--- START OF Raw data ---

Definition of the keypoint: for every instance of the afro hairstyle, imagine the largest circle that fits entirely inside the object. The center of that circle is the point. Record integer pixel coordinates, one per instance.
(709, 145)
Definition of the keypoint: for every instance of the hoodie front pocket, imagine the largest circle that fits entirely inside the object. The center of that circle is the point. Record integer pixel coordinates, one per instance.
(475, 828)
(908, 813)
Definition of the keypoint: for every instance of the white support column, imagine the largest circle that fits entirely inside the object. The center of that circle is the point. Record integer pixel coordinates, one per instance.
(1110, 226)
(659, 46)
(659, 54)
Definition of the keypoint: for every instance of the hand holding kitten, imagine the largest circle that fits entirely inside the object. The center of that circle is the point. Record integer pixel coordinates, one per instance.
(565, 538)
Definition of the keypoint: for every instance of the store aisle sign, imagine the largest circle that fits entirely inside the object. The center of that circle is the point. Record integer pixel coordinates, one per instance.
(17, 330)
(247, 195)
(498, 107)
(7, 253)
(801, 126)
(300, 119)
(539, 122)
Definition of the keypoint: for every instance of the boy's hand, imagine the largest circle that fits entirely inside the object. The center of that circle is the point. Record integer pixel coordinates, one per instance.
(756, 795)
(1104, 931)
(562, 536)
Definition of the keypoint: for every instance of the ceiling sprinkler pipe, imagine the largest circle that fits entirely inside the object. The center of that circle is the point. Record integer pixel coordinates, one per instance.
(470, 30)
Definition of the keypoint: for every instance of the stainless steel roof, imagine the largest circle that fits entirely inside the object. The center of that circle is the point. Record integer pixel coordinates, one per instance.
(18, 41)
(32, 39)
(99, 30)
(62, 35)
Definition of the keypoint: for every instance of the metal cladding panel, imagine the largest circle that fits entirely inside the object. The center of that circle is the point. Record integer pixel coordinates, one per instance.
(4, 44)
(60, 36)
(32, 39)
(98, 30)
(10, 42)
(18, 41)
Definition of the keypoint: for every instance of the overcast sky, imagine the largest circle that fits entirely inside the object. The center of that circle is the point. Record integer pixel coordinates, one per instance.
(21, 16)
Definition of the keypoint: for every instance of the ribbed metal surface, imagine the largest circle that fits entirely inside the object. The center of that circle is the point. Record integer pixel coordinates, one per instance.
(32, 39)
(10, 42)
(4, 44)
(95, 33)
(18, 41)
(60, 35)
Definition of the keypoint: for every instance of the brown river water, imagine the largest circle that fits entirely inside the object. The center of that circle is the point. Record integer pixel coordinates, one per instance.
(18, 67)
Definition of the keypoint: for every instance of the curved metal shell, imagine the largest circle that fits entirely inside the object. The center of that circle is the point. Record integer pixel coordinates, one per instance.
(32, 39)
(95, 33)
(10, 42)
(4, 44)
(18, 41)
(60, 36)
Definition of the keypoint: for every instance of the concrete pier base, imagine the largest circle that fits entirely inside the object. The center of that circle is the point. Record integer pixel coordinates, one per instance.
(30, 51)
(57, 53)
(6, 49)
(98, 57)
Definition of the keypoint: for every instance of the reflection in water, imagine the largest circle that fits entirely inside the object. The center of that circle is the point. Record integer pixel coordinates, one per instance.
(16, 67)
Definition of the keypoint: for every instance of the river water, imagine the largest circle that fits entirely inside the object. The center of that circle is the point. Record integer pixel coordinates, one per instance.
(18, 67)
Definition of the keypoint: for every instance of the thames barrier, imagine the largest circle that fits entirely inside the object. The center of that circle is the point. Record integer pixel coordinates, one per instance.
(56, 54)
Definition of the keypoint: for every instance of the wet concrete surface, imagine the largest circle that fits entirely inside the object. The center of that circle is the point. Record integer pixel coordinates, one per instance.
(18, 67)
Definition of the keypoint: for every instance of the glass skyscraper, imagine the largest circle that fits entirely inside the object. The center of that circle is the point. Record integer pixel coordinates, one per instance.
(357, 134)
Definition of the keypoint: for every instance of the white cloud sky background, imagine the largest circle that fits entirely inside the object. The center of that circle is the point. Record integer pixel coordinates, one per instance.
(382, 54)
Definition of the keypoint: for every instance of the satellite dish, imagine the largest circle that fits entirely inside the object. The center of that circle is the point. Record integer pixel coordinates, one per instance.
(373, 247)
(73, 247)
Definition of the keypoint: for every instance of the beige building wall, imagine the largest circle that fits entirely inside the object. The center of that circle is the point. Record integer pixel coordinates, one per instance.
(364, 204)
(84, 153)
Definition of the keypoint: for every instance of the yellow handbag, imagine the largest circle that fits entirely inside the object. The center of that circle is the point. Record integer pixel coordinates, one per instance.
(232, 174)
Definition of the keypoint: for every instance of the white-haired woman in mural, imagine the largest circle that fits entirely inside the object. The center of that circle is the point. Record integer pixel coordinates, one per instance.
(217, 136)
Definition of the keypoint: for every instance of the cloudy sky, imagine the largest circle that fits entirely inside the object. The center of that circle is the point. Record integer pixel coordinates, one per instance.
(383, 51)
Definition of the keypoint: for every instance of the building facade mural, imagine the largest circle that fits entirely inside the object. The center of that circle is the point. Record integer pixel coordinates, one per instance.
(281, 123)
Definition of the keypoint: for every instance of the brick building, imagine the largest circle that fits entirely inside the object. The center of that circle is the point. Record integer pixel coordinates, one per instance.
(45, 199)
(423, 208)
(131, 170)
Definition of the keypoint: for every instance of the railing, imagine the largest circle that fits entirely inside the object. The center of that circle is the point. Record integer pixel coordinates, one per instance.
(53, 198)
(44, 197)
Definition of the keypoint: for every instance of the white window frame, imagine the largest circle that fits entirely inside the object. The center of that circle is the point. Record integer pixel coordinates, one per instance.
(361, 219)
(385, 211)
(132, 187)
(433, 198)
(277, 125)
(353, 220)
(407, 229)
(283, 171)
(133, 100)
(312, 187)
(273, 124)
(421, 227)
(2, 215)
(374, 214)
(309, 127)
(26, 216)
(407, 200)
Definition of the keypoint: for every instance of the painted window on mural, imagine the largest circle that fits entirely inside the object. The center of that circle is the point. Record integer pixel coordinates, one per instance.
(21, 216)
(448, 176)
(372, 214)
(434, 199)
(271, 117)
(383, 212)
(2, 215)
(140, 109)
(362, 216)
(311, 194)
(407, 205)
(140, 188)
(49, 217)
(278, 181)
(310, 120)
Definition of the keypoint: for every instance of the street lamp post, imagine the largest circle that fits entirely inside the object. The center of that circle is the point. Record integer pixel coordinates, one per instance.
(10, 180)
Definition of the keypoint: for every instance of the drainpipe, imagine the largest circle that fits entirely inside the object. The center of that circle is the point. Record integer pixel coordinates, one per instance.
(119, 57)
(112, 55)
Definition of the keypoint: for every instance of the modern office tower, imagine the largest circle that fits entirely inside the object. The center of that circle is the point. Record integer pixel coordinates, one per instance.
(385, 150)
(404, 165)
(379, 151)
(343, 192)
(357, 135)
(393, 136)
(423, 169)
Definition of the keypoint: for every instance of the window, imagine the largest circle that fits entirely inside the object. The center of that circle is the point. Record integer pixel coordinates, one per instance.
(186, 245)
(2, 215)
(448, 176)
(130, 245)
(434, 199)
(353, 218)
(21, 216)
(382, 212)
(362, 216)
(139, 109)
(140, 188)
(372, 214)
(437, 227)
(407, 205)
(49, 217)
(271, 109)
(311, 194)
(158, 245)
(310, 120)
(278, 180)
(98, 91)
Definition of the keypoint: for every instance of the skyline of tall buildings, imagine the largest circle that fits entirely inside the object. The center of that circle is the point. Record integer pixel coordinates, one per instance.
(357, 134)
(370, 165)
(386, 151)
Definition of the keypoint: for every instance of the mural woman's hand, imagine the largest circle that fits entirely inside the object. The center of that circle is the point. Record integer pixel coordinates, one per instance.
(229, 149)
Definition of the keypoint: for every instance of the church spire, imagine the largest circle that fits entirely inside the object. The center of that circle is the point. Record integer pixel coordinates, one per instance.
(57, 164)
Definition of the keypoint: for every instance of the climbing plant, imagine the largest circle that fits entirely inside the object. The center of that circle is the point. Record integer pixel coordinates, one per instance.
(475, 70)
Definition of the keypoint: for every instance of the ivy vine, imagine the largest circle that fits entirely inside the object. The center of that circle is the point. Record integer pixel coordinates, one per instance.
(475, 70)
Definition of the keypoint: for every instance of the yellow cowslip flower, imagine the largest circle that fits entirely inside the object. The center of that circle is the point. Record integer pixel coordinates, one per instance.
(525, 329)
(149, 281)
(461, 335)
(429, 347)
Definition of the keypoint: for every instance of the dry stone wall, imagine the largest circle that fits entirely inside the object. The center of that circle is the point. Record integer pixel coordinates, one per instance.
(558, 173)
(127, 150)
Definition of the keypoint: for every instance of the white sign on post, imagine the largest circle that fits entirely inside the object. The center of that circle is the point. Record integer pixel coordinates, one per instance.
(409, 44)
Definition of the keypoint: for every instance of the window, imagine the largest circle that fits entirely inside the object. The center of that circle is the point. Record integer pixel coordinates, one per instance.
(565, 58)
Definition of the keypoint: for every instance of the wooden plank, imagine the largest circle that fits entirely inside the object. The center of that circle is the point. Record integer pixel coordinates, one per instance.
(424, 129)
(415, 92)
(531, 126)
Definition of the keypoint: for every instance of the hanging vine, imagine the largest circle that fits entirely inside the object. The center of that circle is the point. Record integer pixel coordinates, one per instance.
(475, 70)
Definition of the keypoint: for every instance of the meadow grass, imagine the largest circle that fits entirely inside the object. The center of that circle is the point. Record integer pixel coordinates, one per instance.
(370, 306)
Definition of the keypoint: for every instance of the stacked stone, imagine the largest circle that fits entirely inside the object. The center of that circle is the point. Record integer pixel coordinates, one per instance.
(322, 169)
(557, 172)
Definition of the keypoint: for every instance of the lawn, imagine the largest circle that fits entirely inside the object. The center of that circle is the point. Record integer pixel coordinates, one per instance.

--- END OF Raw data ---

Task requirements: Copy out every line from the one containing "Definition of the keypoint: for every instance of the wooden" to the end of the material, both ends included.

Task response:
Definition of the keypoint: for every instance of the wooden plank, imagine the largest circle that fits entirely inside the object. The center of that circle is the point. Record integer pixel coordinates, one per instance.
(424, 129)
(415, 92)
(531, 126)
Definition of the keypoint: for every instance of the hanging vine, imagine the largest circle that fits entirely inside the object. The center of that circle is the point. Record integer pixel coordinates, one per instance.
(475, 70)
Definition of the keypoint: for every instance of the meadow grass, imagine the largest circle that fits entirely inside the object. The center of that circle is the point. Record integer pixel coordinates, one per instance.
(370, 306)
Definition of the keypoint: for every instance of the stacked stone, imagine the largest circle that fits entirely inside the object. The center of that circle is the point. Record integer pixel coordinates, one per instance.
(322, 169)
(557, 172)
Definition of the keypoint: for every instance of the lawn, imagine the largest circle that fits entirely inside the object. The center of that circle is the point. Record integer pixel coordinates, one per instance.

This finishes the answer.